[Page text]
That said, my personal reaction to what you've written is that you are a time share broker yourself, and none too happy about TUG's 25-year history of helping timeshare owners avoid getting ripped off. You may also be a time share "cancellation" scammer, in the shady business of defrauding timeshare owners looking to resell or otherwise terminate their timeshare interests. I gather this from the tone and length of your posts, which reminds me of a line from Shakespeare: "Methinks thou dost protest too much." If TUG has gored your shady ox, good on them.

Finally, for those interested in a real member's reaction, I am an 8-year member, and an active reviewer of the resorts I visit. I visit TUG and use its online reviews when I plan visits. I review the places I visit, and post those, both on TUG and here on Trip Advisor (for those resorts where I am not an owner). I have found TUG to be an invaluable resource for resort information that allows me to pack and travel with what I need to find maximum enjoyment when I arrive. I also find TUG's newsletter and discussion forums valuable for information about the timeshare industry and the system operators that dominate it. If you, like me, want this type of information, there are few other places to find it."

Hope this helps de-bunk this....... person. Go TUG!


----------



## RX8

I just watched the YouTube video that is in the blog. I am convinced that this person is from an exit company who is attacking TUG for educating timeshare owners to not pay thousands of dollars for these “services”.

Very typical of these scammers to use scare tactics, lie about facts, post false “reviews” (these new “unknown” members on Trip Advisor supporting the lies are sure to be the scammer himself), and attack anything that prevents them from scamming.

What this scammer fails to mention is that we advise owners to not pay thousands to these unknown “companies”, who may just end up stealing the money with no services provided, but rather try a deed back or at the very least give away the timeshare themself to save thousands.


----------



## dayooper

DaveNW said:


> No doubt, someone who has lumpy pillows for sale, at prices above the Bargain Basement minimums.
> 
> So now I want that $49 Premium membership! Does it include the boiled pizza recipe?
> 
> Dave



I think you may have stumbled on to something here. I bet this is someone who Brian wouldn’t give the boiled pizza recipe too. That recipe has caused more harm than good. Just post it already!

[Part of a data file]

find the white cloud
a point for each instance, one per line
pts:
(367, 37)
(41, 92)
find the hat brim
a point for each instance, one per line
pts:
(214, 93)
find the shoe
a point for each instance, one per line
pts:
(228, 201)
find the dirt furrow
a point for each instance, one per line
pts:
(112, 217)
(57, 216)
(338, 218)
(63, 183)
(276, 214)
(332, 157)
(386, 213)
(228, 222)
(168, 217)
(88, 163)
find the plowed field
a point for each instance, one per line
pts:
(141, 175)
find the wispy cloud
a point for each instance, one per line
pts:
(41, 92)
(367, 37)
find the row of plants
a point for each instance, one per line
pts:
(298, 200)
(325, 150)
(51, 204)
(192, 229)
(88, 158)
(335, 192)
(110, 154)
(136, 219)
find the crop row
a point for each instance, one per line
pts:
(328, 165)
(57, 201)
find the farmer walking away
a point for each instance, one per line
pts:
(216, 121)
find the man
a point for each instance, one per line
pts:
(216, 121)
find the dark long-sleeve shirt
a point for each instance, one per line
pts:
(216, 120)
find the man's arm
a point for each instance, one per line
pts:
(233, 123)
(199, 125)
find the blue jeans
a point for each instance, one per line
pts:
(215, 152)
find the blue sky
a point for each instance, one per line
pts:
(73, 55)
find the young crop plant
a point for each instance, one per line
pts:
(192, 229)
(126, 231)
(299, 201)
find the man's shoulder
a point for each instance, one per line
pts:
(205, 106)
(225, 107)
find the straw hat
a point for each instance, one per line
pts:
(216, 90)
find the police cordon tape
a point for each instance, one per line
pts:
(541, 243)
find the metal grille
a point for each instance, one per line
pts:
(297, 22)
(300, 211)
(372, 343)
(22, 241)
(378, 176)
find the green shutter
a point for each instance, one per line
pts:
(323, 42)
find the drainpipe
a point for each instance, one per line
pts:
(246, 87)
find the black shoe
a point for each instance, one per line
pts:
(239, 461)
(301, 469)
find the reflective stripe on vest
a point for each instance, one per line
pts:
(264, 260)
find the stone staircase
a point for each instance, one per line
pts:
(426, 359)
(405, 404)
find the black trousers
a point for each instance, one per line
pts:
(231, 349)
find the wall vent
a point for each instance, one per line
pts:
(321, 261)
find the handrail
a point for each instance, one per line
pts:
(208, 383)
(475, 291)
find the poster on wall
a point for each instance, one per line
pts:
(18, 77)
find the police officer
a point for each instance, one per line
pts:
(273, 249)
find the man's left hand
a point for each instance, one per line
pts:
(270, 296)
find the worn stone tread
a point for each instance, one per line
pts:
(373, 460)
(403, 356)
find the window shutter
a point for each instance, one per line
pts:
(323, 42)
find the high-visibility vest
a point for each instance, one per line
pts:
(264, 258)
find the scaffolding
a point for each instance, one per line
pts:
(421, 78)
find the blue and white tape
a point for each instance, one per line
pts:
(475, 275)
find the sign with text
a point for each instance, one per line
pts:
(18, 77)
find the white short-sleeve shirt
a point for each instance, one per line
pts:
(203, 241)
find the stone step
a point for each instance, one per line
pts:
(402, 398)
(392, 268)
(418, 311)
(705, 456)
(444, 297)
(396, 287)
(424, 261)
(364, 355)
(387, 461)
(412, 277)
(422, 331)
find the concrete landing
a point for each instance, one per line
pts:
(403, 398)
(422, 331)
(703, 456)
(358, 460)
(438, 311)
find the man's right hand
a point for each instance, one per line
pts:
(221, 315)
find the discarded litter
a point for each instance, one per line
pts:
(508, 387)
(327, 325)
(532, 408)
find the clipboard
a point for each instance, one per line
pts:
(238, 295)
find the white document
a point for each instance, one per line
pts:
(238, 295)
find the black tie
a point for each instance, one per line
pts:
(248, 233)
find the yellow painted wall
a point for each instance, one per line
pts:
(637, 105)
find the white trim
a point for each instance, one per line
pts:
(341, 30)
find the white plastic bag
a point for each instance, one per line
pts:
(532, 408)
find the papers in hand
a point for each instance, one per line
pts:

[What to work on] Reproduce the passage of the forum thread about TUG that opens with the words "Hope this helps" and closes with "them from scamming.".

[Correct output]
Hope this helps de-bunk this....... person. Go TUG!


----------



## RX8

I just watched the YouTube video that is in the blog. I am convinced that this person is from an exit company who is attacking TUG for educating timeshare owners to not pay thousands of dollars for these “services”.

Very typical of these scammers to use scare tactics, lie about facts, post false “reviews” (these new “unknown” members on Trip Advisor supporting the lies are sure to be the scammer himself), and attack anything that prevents them from scamming.